*SELECTED TEXT*
——

This guidance may be updated in line with the changing situation.
The most common symptoms of coronavirus (COVID-19) are a new, continuous cough or a high temperature.
For most people, coronavirus (COVID-19) will be a mild infection.
What to do if someone develops symptoms of coronavirus (COVID-19) on site
If anyone becomes unwell with a new, continuous cough or a high temperature in an education setting they should be sent home and advised to follow the staying at home guidance.
If a child is awaiting collection, they should be moved, if possible and if appropriate, to a room where they can be isolated behind a closed door. Settings should be mindful of individual children’s needs – for example it would not be appropriate for younger children to be alone without adult supervision. Ideally, a window should be opened for ventilation. If it is not possible to isolate them, move them to an area which is at least 2 metres away from other people.
If they need to go to the bathroom while waiting to be collected, they should use a separate bathroom if possible. The bathroom should be cleaned and disinfected using standard cleaning products before being used by anyone else.
If they need clinical advice, they (or their teacher, parent or guardian) should go online to NHS 111 (or call 111 if they don’t have internet access). In an emergency, call 999 if they are seriously ill or injured or their life is at risk. Do not visit the GP, pharmacy, urgent care centre or a hospital.
If a member of staff has helped someone who was taken unwell with a new, continuous cough or a high temperature, they do not need to go home unless they develop symptoms themselves. They should wash their hands thoroughly for 20 seconds after any contact with someone who is unwell.
In most cases, closure of the educational setting will not be needed but this will be a local decision based on various factors such as establishment size and risk of further spread.

——

*ENTRIES SHOWN*
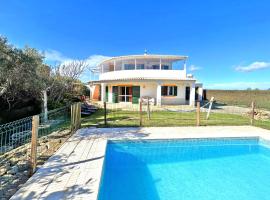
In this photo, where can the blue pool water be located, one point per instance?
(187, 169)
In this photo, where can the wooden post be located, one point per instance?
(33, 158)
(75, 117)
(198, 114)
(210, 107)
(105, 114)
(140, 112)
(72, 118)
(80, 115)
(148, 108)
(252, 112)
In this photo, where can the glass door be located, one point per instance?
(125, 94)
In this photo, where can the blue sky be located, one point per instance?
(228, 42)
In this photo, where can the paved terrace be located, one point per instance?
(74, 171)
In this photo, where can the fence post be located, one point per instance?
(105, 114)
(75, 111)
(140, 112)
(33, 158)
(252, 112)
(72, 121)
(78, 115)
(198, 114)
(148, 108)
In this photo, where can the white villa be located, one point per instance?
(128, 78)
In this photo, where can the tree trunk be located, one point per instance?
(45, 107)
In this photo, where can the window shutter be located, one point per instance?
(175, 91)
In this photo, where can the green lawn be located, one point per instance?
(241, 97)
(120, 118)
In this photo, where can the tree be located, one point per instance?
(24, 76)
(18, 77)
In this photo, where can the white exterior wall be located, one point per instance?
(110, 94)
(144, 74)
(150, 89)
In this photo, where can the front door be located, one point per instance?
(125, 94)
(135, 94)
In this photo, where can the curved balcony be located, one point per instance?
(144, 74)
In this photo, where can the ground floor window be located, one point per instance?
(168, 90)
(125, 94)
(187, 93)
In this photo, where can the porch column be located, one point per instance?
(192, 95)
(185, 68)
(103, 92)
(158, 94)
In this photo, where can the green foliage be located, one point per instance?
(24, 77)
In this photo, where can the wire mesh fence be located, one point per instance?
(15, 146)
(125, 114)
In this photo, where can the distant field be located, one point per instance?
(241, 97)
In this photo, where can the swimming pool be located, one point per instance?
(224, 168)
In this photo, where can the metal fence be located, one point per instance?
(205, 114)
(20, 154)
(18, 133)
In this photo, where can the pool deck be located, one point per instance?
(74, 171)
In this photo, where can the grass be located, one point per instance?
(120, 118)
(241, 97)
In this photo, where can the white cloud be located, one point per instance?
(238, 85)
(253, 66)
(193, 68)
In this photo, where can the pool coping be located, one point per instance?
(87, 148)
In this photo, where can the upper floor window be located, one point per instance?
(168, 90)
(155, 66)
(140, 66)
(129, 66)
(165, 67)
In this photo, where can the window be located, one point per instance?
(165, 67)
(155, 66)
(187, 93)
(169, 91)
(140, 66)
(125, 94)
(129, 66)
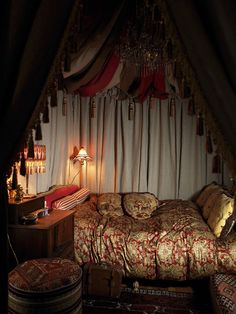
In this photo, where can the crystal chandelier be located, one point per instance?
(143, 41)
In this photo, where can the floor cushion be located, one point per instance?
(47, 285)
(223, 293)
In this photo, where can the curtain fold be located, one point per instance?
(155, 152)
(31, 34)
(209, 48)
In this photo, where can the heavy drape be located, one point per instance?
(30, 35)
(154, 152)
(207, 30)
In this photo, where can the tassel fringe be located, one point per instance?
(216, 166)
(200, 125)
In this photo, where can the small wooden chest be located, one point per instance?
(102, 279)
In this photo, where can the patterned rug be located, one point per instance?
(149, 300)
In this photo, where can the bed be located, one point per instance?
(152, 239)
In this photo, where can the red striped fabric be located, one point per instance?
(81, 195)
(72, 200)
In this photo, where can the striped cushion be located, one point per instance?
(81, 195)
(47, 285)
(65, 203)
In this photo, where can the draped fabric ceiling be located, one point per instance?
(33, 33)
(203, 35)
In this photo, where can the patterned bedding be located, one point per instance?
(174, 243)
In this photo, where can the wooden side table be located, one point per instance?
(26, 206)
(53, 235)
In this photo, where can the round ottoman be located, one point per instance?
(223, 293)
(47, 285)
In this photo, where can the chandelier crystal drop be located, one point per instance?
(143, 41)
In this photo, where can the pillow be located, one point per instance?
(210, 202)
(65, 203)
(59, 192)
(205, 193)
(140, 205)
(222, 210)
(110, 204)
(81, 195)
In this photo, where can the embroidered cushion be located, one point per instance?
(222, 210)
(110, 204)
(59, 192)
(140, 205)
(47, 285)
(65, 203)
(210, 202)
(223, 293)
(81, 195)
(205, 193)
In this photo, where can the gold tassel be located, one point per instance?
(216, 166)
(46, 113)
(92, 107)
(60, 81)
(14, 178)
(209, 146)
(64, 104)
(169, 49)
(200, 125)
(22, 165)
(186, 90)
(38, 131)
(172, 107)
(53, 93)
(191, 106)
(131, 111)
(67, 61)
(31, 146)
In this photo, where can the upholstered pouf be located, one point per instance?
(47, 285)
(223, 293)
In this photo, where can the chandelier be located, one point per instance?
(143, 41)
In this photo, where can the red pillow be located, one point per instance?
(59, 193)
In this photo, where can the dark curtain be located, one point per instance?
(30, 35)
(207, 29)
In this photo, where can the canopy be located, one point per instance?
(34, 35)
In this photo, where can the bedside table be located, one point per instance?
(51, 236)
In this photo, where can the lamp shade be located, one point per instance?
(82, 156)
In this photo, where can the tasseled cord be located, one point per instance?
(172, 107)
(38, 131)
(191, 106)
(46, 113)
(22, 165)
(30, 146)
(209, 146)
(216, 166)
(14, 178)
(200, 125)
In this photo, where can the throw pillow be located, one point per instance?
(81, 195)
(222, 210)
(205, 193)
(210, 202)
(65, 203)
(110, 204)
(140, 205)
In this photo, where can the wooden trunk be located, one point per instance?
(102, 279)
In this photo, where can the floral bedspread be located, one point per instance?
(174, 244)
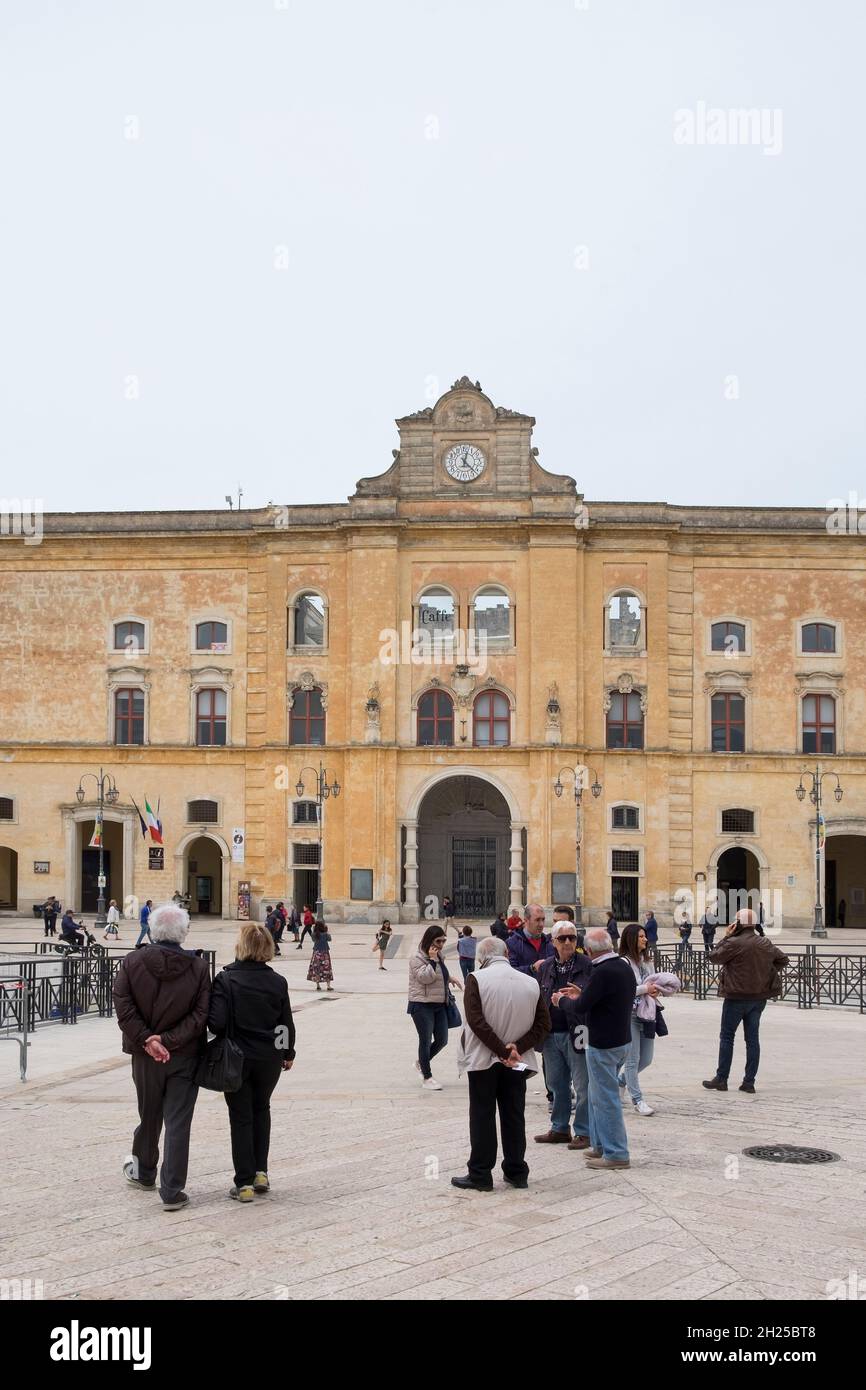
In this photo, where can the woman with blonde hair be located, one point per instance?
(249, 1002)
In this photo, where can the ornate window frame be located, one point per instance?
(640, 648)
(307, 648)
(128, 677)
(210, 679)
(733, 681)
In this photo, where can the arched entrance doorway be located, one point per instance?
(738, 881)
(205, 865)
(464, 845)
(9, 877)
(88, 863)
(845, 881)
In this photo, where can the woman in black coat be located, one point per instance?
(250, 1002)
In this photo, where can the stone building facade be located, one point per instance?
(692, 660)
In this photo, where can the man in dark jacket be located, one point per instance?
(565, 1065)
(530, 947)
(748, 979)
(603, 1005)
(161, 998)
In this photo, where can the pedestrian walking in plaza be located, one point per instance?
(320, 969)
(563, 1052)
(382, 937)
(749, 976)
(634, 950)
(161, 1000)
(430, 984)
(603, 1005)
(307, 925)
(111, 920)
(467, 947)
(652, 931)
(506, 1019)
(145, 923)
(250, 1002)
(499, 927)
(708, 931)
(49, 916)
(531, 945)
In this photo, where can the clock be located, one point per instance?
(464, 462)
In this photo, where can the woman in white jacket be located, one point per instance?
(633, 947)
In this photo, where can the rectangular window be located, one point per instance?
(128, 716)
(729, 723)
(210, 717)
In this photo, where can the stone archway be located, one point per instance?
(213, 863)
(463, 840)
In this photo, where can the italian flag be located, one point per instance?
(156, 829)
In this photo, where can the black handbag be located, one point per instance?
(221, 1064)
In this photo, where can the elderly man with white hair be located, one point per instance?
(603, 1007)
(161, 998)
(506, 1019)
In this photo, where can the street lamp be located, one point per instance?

——

*WHAT THIS TASK INVOLVES*
Translate this sentence from the COVID-19 guidance into Spanish: "The bathroom should be cleaned and disinfected using standard cleaning products before being used by anyone else."

*TASK ANSWER*
El baño debe limpiarse y desinfectarse con productos de limpieza estándar antes de que lo use cualquier otra persona.